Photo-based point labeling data
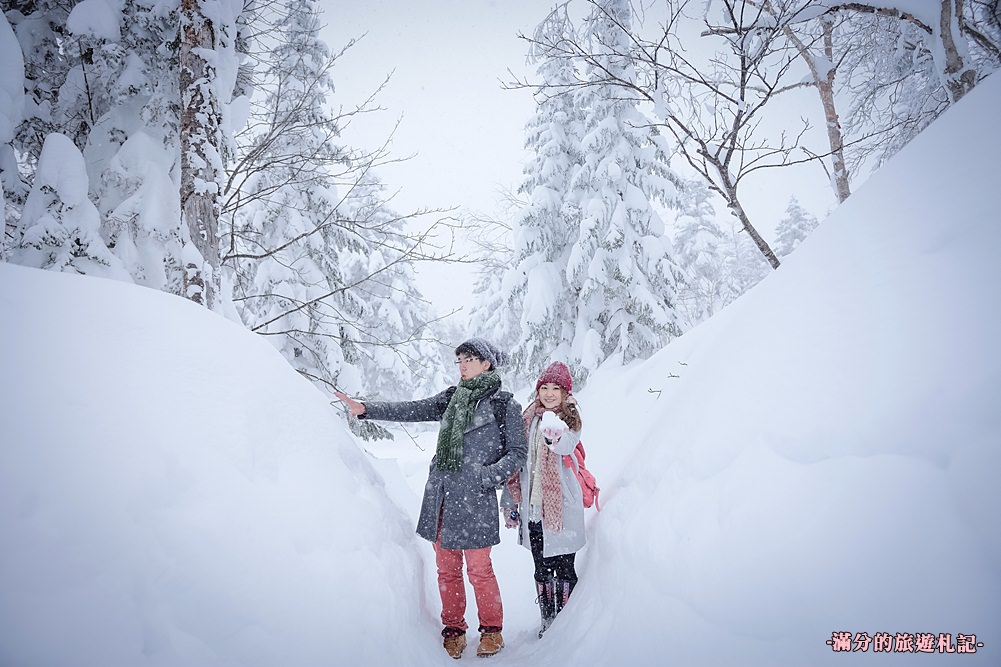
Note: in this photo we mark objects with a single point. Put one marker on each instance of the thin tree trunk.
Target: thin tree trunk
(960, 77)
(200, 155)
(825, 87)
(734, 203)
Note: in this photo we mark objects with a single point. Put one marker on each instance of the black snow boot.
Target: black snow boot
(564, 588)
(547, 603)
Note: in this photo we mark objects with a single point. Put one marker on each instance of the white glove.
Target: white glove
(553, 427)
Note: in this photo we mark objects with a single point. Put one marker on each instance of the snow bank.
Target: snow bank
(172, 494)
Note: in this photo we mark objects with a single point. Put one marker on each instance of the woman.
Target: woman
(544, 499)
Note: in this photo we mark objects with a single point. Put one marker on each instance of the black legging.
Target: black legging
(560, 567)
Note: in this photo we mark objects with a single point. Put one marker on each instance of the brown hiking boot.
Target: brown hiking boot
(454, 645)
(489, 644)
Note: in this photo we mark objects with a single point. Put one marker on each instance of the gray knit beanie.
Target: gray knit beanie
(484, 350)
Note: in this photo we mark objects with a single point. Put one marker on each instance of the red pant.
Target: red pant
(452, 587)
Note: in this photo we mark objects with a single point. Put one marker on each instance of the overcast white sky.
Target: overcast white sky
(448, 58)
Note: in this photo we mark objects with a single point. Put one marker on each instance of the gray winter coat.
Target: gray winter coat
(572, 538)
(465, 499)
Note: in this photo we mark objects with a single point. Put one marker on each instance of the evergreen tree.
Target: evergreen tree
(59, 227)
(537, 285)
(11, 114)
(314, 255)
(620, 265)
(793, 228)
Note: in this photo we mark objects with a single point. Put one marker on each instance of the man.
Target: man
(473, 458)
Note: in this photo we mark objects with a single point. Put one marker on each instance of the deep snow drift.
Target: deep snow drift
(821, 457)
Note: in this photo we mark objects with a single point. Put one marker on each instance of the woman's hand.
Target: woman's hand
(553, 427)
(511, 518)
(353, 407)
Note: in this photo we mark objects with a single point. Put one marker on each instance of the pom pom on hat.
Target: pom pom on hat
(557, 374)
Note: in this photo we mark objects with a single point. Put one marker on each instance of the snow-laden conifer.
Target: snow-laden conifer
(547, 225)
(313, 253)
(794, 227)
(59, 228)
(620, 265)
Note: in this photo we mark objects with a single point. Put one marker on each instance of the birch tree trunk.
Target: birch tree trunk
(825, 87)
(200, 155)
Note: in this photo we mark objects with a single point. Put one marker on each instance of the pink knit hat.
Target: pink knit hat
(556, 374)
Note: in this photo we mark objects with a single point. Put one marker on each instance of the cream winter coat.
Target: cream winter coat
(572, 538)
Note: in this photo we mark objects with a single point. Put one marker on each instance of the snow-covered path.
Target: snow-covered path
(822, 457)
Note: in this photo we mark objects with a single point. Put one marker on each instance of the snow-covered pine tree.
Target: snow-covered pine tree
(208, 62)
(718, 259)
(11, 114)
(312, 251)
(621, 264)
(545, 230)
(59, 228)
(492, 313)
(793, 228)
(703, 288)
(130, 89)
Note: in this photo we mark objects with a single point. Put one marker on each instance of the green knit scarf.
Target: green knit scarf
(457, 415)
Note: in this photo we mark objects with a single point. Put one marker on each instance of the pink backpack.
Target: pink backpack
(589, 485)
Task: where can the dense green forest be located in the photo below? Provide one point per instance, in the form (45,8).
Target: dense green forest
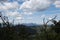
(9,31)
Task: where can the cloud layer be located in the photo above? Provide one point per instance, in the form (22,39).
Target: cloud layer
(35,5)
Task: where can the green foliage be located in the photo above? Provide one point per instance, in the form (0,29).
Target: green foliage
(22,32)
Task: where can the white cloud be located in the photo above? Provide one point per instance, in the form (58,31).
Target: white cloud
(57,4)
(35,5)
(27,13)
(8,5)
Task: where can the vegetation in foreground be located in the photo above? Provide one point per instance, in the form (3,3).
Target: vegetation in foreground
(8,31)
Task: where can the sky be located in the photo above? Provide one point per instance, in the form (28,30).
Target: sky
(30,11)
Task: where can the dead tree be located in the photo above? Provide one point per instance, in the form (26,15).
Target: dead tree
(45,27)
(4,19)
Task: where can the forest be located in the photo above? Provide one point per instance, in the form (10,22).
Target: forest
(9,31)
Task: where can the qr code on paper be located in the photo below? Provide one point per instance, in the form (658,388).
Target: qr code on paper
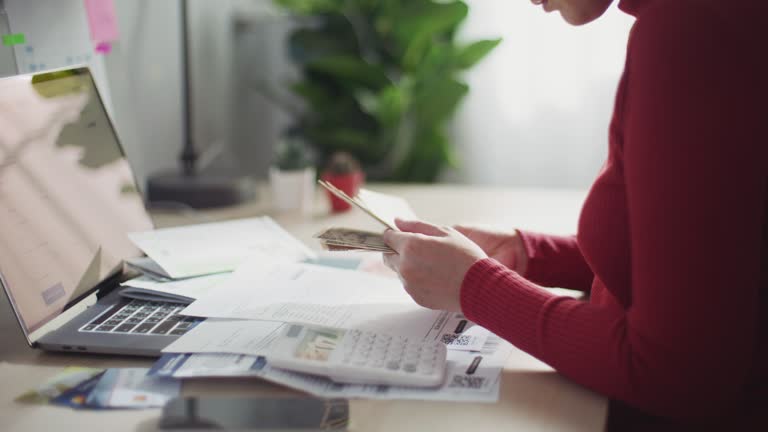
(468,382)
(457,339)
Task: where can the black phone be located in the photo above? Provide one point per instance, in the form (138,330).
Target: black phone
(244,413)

Exercise details |
Reproduce the whole listing exactly, but not the images in it.

Result below |
Note: in this photo we mark objects with a single point. Put one marker on each instance of the thin tree trunk.
Target: thin tree trunk
(960, 77)
(200, 155)
(825, 87)
(734, 203)
Note: in this photo we mark objects with a single point. Put one marker on each instance of the black snow boot.
Target: black snow boot
(564, 588)
(547, 603)
Note: in this photo we mark objects with a single point. Put one marker on each instance of the white glove.
Target: white glove
(553, 427)
Note: in this photo we mark objects with a single point. Put one marker on each instance of the snow bank.
Target: snow bank
(172, 494)
Note: in this photo we mark objects with a single point. Put one marker on each instance of the woman.
Target: woman
(544, 499)
Note: in this photo we mark objects with a single point. Put one marker on each instance of the black legging.
Target: black legging
(560, 567)
Note: in this photo we mark objects with a single point. Put one marker on each instance of the brown hiking boot.
Target: brown hiking boot
(454, 645)
(489, 644)
Note: in this photo we mark objects with a single point. Put one marker on each instance of the gray knit beanie.
Target: gray knit beanie
(484, 350)
Note: in this photo we mark objects with a single point. Put one marker on each instance of the red pant.
Target: red pant
(452, 587)
Note: in this photo we mark objects with a single point. Put one marker on each instance of the overcast white sky.
Target: overcast white sky
(448, 58)
Note: in this photo we mark objects with a single point. Put one marker on each instance of the gray winter coat.
Target: gray winter coat
(572, 538)
(465, 499)
Note: in this photo we mark objects with a single point. Put one marker on each instance of the evergreen tree.
Target: evergreen tree
(59, 227)
(537, 285)
(11, 114)
(314, 255)
(620, 265)
(793, 228)
Note: in this photo we mark objects with a single point. Put one marker on each instance of the man.
Target: man
(473, 458)
Note: in this photo we mark objects with a single point. Put one marker on each instance of the deep snow drift.
Target: deep snow drift
(821, 457)
Note: in this photo we mark objects with a single point. Put one marker on each instance of the woman's hand.
Target: woman's hand
(553, 427)
(511, 518)
(353, 407)
Note: in this photo we mark objects with a single point. Put one marker on each instance of the pom pom on hat.
Target: pom pom on hat
(557, 374)
Note: in this photo we mark objects with a single point. Put one marker on each instance of the snow-laden conifer.
Target: snow-laden conifer
(547, 225)
(313, 253)
(794, 227)
(59, 228)
(620, 265)
Note: in this photo we mark objects with a single point. Put one marker on each instance of the birch tree trunk.
Target: birch tree trunk
(825, 87)
(200, 155)
Note: in this photo we mark objects with a single point. Put one marker on each instance of the pink knit hat.
Target: pink knit hat
(556, 374)
Note: in this photo we mark objects with a single point. Put one marker on each instance of the cream winter coat.
Target: cream winter coat
(572, 538)
Note: in this photo we mark objects with a single point. Put one marker on each instance of the snow-covered path.
Target: snow-covered path
(822, 457)
Note: in this photo we mark objects with a single point. Put one marker on each instance of the snow-covered pine tree.
Target: snow-covered pine tree
(208, 62)
(718, 259)
(11, 114)
(312, 251)
(621, 264)
(545, 230)
(59, 228)
(492, 313)
(793, 228)
(703, 288)
(130, 89)
Note: in this photo we mark objects with a single point. Put one marker on each instance of the green knit scarf.
Target: green knit scarf
(457, 415)
Note: in this photo we mark objects with a single point. Put one marker on each instance of the pink backpack.
Target: pink backpack
(589, 485)
Task: where can the dense green forest be located in the photo below? Provide one point per instance, in the form (45,8).
Target: dense green forest
(9,31)
Task: where can the cloud layer be located in the photo above? Provide one point per instance, in the form (22,39).
Target: cloud layer
(35,5)
Task: where can the green foliage be located in the photo above? Provide one point per instance, in the form (0,29).
Target: green foliage
(22,32)
Task: where can the white cloud be located in the photo above? Provide one point per instance, in the form (58,31).
Target: white cloud
(57,4)
(35,5)
(27,13)
(8,5)
Task: where can the vegetation in foreground be located in the photo above? Provide one point per instance, in the form (3,3).
Target: vegetation in foreground
(8,31)
Task: where can the sky be located in the photo above? Provide one point per instance, in the form (28,30).
Target: sky
(30,11)
Task: where can the dead tree be located in the photo above? Provide one point per instance, in the form (26,15).
Target: dead tree
(45,27)
(4,19)
Task: where can the forest be located in the photo above? Provide one point per instance, in the form (10,22).
Target: forest
(9,31)
Task: where can the qr code on paper be located in the photo below? Provide one point per instance, in the form (658,388).
Target: qr code on paper
(468,382)
(457,339)
Task: where can the black phone be located in the photo above? Provide one point per instance, in the form (138,330).
Target: black phone
(244,413)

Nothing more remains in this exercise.